EXCERPTED RECORDS »
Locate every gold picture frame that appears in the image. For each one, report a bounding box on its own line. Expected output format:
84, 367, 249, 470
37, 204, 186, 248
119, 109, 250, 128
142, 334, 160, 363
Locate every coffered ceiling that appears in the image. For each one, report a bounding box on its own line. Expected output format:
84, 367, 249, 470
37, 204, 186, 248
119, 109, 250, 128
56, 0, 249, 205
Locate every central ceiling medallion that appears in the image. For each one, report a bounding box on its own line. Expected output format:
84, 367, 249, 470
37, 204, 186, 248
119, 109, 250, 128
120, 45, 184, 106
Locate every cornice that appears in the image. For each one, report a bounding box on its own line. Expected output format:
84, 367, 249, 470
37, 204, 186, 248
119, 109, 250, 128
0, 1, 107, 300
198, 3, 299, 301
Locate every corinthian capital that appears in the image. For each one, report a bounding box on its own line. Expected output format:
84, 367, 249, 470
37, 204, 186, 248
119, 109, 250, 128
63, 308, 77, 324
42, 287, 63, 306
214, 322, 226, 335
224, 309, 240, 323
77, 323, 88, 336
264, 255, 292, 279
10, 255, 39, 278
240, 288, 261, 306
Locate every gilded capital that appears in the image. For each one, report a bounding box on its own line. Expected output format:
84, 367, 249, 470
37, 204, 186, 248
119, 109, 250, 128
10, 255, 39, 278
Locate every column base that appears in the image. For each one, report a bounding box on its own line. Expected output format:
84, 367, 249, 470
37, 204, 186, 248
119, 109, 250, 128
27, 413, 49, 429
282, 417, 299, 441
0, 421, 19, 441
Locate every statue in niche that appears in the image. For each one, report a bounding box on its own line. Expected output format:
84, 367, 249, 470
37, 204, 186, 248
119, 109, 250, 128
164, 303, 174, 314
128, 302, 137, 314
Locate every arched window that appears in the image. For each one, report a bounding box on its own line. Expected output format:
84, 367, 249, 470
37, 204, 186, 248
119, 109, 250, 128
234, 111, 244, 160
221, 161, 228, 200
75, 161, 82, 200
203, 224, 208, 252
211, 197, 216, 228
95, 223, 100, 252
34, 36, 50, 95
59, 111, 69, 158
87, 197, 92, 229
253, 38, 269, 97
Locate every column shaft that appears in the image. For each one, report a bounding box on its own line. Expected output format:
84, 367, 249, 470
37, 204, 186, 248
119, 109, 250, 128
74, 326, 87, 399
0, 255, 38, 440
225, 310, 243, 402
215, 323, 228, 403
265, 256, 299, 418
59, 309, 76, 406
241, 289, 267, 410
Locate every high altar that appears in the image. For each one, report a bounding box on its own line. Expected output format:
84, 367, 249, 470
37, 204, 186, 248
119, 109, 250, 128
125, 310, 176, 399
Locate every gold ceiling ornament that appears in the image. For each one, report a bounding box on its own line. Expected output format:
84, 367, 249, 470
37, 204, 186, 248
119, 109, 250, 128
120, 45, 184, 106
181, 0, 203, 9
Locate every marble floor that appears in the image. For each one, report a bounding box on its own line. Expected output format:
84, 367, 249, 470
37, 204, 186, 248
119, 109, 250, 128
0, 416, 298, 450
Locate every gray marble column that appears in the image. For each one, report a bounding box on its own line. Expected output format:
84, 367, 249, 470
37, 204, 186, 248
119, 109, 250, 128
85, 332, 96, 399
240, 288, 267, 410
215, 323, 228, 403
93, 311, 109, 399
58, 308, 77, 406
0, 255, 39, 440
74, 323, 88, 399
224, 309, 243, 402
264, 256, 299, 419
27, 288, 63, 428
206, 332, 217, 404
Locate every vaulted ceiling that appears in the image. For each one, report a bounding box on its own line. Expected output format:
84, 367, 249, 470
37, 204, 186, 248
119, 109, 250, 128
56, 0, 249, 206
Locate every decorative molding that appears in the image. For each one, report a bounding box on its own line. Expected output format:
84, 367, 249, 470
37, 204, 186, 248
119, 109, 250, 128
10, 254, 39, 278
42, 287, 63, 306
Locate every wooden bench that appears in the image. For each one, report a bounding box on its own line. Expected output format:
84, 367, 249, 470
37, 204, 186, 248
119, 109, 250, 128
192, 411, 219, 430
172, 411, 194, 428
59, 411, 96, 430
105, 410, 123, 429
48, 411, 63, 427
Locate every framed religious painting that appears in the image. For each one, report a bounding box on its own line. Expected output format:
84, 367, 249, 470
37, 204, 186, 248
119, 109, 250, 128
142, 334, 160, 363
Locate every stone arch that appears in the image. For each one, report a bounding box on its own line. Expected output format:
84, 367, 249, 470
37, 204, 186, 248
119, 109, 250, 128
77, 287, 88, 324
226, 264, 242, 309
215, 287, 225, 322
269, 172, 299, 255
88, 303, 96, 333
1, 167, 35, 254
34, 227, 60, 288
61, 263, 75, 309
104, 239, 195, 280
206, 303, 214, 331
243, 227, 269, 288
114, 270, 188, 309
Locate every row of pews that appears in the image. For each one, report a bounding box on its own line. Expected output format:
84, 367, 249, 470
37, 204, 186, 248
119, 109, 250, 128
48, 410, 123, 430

TASK REQUIREMENTS »
If a line in the records above contains "gold", copy that line.

OUTPUT FOR THIS TASK »
Locate every gold picture frame that appears in the image. For each one, report a bounding box on its own line. Expected output format:
Locate every gold ceiling ornament that appears in the image. For each one, report a bounding box on its own line. Expected output format:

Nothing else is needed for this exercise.